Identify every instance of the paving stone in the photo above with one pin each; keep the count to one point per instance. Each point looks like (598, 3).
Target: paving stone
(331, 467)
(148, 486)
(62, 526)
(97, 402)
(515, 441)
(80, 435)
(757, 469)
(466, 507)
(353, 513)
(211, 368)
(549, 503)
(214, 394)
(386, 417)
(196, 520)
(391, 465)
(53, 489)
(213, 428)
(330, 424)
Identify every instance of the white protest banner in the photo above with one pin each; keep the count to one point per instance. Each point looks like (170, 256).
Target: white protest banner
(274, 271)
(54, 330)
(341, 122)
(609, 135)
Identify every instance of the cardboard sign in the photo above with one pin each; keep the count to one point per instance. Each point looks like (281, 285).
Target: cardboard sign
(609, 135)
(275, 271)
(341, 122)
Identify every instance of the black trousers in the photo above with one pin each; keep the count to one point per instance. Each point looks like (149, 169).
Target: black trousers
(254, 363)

* * *

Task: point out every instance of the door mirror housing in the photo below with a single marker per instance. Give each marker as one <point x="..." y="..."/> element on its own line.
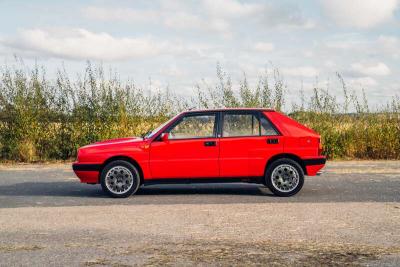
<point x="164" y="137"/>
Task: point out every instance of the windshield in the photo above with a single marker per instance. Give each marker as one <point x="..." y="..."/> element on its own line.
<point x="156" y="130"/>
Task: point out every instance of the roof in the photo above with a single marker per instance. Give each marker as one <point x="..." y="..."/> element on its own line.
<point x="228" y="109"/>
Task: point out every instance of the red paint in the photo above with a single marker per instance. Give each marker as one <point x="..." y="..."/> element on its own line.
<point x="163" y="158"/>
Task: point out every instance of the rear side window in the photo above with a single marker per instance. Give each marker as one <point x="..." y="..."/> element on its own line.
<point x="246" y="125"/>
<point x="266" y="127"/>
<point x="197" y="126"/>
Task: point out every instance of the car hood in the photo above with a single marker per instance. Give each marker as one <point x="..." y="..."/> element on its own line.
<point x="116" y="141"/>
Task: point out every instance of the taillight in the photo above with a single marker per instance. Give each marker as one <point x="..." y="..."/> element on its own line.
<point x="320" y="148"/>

* [Goal] From the items above, pull out each line that contains the word "white" and copy it without changes.

* [Answer in full]
Identify every instance of the white protest banner in the photo above with one pin each; keep the count to one point per instance. Each point looks like (170, 256).
Target: white protest banner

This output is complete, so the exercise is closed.